§ **EXCERPTED PASSAGE**:

##############################

# 24 Hour Chronographs



## Steve24h

Since I'm totally hooked on 24 hour watches I've become somewhat obsessed with finding 24 hour chronographs.
In my limited reading it seems a lot of the chronographs that tout having a 24 hour Hand (at least when automatic) use an ETA7754 or derivative (with 250/200/120/25 sized hands), yet most of them still keep their normal 12 hour hands in addition to the 24 Hour (GMT) Hand. I'm looking for Chronographs that would be 24 hour exclusively (say like the Clycine Chrono 08 *Purist*) - It seems I can find pictures of old Hamiltons (with a Lemania 1877 movement) and Breitling seems one of the few brands that seems to at least still make one model (the Navitimer Cosmonaute), but is that IT for available selection?

If so - assuming one could find a matching 250/120 hole sized 24hour/minute hand set (google is failing me...), how hard would it be for a good watchmaker to convert any of the other plethora of 7754 based chrono's to a 24 hour 'purist' version? e.g. I actually kind of like the Momo Design MD100BK-02BKBK model Chronograph if only it was a purist.

Please feel free to add your pictures of 24 hour chronographs to this list !

Glycine Chrono 08 Purist








Hamilton Khaki 24









Breitling Navitimer Cosmonaute








Breitling Super Avenger Military


----------



## ned-ludd

Herewith my two Sinn 903s. I believe they have Lemania 1877 movements in them.













(I'd be happy for anyone to give me more information about these - movement, date of manufacture, etc. - as such information is thin on the ground.)


----------



## traczu

Airman SST chrono, purist version. Really nice looking chronograph.


----------



## dpodola

traczu said:


> Airman SST chrono, purist version. Really nice looking chronograph.


Love the yelp blue combo

Sent from my iPhone using Tapatalk


----------



## traczu

Yeah, quite a looker. Unfortunately had to return this Glycine, as she stopped working after two weeks.


----------



## Krogerfoot

Very fond of this Gallet 24-hour chronograph. I never knew a thing about it until hearing from more knowledgeable people on this forum.


----------



## aai

all time favorite


----------



## Steve24h

What is the deal with the dual second hands? Lap time? Looks interesting!


----------



## ned-ludd

Here are some more 24-hour chronographs I've found while prowling the web.

I want this white-face Gallet so badly it hurts.










Not so much this black-face one.










I find these Aero-Compax not quite as appealing but I'd be very glad to own the white-face 12-up one.










(Apologies for the random image sizes; I couldn't seem to upload them as separate attachments. Still new here.)


----------



## Steve24h

Those aero-compax are amazing


----------



## michiel

here's mine.

##############################

§ **WHAT YOU WILL DO**:
[A] Please copy the forum thread on 24-hour chronographs word for word, between "Sent from my" and "after two weeks.", inclusive.
[B] Continue the forum thread on 24-hour chronographs from the point where it stops.

§ **RECORD EXTRACTS**:

##############################

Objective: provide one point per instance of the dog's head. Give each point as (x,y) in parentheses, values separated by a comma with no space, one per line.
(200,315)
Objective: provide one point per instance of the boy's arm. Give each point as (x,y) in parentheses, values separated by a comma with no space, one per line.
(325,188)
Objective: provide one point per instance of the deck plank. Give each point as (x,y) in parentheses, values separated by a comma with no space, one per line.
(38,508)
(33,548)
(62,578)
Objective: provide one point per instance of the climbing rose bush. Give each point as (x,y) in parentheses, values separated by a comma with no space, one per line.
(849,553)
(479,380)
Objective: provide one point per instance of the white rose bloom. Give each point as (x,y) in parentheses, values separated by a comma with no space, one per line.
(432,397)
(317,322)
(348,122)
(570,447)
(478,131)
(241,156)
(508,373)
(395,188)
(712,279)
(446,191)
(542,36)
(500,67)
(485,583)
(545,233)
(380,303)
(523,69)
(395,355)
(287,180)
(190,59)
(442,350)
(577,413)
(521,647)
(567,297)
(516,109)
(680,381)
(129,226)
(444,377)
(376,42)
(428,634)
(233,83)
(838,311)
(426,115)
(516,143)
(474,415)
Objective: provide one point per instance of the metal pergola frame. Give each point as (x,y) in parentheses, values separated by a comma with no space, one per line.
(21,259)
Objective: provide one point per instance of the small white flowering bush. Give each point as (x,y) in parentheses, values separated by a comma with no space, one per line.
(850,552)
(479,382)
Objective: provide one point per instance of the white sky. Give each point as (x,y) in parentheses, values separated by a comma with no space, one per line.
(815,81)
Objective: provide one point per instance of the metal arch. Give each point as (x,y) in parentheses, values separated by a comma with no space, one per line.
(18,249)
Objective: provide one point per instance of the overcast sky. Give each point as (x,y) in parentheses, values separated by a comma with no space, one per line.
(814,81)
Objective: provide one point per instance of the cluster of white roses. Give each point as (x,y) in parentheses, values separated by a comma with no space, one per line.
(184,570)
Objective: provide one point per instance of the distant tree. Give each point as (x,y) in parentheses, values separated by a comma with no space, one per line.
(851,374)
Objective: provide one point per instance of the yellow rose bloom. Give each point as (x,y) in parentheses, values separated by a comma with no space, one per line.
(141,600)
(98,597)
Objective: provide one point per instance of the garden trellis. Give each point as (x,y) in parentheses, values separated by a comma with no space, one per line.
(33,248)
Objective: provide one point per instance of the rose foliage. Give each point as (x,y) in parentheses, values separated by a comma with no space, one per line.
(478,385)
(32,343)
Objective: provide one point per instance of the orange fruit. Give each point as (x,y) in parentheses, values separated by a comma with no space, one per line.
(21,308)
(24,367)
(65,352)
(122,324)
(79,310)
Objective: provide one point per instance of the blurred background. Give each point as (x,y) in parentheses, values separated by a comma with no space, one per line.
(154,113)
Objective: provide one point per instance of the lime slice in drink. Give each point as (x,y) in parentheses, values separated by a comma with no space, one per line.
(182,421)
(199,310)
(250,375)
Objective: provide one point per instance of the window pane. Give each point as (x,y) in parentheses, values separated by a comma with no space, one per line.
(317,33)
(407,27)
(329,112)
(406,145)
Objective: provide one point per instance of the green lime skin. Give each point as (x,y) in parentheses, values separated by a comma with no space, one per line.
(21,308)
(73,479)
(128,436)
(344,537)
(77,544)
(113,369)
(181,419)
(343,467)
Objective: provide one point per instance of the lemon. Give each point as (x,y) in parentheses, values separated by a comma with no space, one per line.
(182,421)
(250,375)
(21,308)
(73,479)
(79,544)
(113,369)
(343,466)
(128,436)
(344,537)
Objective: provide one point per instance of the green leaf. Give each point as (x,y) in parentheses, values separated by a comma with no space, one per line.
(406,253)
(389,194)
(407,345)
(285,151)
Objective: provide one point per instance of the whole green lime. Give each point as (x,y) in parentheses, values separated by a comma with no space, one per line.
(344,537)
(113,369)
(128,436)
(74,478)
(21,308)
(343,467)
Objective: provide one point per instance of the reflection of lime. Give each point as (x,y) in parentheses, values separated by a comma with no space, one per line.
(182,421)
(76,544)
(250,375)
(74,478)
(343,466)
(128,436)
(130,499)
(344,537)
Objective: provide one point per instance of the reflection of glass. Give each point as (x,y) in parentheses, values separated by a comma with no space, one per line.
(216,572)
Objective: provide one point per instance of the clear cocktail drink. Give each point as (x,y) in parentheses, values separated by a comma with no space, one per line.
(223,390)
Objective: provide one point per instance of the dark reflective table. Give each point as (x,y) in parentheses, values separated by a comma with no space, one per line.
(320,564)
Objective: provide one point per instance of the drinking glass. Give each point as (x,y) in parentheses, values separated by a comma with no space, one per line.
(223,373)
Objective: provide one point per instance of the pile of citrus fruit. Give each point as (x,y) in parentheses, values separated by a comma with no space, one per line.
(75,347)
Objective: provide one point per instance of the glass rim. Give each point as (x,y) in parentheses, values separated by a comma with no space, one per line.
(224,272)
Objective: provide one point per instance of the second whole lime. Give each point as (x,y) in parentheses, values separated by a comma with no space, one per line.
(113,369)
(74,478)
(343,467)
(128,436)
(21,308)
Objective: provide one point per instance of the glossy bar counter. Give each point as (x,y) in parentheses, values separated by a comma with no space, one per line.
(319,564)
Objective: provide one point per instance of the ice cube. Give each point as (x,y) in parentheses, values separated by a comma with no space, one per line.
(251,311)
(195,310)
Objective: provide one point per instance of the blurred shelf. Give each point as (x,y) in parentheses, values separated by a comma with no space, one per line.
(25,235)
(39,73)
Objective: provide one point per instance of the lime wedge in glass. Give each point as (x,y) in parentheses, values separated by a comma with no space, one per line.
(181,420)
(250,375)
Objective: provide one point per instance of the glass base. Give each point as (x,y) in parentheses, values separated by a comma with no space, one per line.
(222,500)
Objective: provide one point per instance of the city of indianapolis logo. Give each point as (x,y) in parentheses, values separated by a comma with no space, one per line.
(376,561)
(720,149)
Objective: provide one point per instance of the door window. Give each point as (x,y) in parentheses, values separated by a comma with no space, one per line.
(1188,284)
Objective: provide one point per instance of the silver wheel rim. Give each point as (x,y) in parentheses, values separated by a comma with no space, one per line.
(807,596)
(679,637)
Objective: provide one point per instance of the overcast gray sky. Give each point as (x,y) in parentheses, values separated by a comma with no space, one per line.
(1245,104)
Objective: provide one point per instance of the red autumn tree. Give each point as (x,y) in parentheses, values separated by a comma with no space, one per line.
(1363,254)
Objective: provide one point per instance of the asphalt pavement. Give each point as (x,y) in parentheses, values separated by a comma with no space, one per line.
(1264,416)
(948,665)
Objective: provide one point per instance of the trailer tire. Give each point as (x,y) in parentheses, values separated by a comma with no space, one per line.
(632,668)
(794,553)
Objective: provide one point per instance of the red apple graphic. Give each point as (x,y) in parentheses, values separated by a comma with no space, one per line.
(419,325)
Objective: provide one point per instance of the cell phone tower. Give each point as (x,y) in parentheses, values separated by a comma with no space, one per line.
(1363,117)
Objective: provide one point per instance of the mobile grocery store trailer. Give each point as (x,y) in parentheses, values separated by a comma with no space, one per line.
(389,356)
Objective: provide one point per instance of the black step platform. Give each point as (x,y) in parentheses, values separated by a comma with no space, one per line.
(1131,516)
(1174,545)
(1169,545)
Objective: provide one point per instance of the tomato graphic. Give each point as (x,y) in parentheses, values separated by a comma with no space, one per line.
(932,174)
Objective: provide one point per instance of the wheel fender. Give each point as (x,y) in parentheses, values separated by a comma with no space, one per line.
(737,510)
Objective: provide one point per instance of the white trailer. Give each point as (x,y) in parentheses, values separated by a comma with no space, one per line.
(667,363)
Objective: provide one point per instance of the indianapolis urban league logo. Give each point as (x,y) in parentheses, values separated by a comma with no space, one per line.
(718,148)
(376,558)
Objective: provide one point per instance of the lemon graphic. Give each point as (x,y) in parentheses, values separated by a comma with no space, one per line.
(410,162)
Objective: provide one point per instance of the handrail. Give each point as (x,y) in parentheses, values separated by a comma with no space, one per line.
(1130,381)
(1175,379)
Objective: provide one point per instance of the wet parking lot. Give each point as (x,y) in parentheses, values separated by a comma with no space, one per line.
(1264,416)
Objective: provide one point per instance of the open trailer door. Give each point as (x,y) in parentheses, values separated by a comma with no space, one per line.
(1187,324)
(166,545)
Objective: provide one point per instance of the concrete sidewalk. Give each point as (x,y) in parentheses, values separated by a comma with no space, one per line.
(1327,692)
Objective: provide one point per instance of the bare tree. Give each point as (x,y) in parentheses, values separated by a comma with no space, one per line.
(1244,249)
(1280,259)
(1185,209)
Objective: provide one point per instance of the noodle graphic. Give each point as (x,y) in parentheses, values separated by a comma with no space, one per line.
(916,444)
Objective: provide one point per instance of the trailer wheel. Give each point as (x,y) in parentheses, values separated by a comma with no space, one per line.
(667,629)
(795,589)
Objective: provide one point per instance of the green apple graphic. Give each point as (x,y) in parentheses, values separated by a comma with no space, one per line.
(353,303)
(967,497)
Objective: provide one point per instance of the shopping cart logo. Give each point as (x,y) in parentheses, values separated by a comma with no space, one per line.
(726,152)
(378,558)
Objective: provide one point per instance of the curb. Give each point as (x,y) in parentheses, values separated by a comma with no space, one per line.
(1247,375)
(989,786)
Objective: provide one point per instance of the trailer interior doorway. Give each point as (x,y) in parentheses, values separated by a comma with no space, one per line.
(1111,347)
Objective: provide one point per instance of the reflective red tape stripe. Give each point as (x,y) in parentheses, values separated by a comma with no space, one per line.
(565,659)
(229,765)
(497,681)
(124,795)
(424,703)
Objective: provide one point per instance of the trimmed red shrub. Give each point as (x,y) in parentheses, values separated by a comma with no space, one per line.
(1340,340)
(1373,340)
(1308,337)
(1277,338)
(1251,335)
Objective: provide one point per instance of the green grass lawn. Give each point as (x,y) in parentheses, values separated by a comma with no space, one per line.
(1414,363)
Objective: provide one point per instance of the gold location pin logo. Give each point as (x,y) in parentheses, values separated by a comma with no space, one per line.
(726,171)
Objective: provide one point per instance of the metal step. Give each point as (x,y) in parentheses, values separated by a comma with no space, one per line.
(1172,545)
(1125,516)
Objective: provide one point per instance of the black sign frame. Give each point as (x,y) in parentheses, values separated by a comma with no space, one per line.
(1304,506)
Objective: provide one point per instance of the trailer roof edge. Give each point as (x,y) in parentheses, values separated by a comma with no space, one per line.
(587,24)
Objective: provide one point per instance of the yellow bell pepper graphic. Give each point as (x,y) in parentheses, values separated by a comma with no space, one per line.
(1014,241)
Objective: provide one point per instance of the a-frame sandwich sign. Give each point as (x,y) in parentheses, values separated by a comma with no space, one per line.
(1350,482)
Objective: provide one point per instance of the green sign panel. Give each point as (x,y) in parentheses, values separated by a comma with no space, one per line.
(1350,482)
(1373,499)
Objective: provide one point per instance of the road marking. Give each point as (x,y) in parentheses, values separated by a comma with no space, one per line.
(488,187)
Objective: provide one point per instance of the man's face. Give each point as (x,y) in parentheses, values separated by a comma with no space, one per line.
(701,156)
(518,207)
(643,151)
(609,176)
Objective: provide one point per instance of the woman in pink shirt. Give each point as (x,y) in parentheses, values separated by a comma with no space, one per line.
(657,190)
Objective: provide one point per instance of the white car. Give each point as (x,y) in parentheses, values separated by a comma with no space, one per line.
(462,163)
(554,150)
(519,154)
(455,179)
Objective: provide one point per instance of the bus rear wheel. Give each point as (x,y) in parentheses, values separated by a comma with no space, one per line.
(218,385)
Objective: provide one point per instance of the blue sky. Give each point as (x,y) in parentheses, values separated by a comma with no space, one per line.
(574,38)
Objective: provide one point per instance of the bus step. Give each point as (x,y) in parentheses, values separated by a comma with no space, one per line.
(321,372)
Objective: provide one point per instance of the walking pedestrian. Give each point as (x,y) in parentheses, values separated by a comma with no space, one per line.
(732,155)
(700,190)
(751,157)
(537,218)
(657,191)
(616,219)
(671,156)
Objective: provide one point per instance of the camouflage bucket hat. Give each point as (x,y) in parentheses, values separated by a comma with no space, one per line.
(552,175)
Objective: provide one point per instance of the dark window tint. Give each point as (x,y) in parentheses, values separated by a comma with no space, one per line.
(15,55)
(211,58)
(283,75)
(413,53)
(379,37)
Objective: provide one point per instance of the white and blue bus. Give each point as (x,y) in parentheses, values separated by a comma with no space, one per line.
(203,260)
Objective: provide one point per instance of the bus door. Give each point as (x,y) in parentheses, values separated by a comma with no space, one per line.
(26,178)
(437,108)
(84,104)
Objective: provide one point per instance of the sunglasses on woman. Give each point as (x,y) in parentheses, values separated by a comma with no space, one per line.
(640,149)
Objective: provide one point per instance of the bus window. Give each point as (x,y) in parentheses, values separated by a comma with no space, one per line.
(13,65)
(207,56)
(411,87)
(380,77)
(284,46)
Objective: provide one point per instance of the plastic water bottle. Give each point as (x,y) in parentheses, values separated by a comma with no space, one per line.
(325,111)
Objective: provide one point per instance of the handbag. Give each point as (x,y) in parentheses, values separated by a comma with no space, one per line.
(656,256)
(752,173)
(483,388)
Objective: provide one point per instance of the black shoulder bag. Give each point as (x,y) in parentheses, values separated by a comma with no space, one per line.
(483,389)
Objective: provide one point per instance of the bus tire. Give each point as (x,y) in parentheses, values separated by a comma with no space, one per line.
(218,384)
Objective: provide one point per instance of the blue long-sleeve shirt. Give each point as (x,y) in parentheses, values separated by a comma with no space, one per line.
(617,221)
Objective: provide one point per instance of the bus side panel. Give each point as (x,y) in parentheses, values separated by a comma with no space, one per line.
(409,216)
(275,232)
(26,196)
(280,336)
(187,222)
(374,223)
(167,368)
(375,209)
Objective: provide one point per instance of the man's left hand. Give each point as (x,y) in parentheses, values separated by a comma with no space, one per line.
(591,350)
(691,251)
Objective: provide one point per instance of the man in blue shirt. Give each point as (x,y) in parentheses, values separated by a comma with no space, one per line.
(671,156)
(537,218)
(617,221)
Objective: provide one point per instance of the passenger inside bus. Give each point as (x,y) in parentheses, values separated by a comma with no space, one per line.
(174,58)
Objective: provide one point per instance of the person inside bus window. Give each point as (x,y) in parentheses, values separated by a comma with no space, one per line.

##############################

§ **RESULTS FOR EACH TASK**:
[A]
Sent from my iPhone using Tapatalk


----------



## traczu

Yeah, quite a looker. Unfortunately had to return this Glycine, as she stopped working after two weeks.

[B]
Michiel>=-

naamloos--6 by mikeeagle1963, on Flickr


----------



## mcx

The Airman 08 has always been one of my favorite Glycine watches. Very difficult to find though. The SST 12 is another stunning Airman, but unfortunately that one is also out of production. Really, the current Airman lineup is not my liking.


----------



## JP71624

Here's my hand-built piece with NOS Gallet dial (Valjoux 7730 motor).









Sent from my XT1650 using Tapatalk


----------



## Afka

Absolutely! One of the best and expensive military watches at all - Universal Geneve A.Cairelli Rattrapante made for Italian Air Force

Some last auctions:
https://www.phillips.com/detail/UNIVERSAL/CH080016/64
Universal. A very rare and unusual military oversized stainless steel split seconds chronograph wristwatch with 24 hour dial , SIGNED UNIVERSAL, GENEVE, RETAILED BY A. CAIRELLI, ROME, MILITARY RATTRAPANTE MODEL, MOVEMENT NO. 2'620, CASE NOS. 22'560-7

If you need to know more about A.Cairelli, good read is The Story of A.Cairelli of Roma.


----------



## Afka

Steve24h said:


> What is the deal with the dual second hands? Lap time? Looks interesting!


Yes, this is so called rattrapante or split-second chronograph. I have some rattrapante stopwatches and it is amazing to watch how it works.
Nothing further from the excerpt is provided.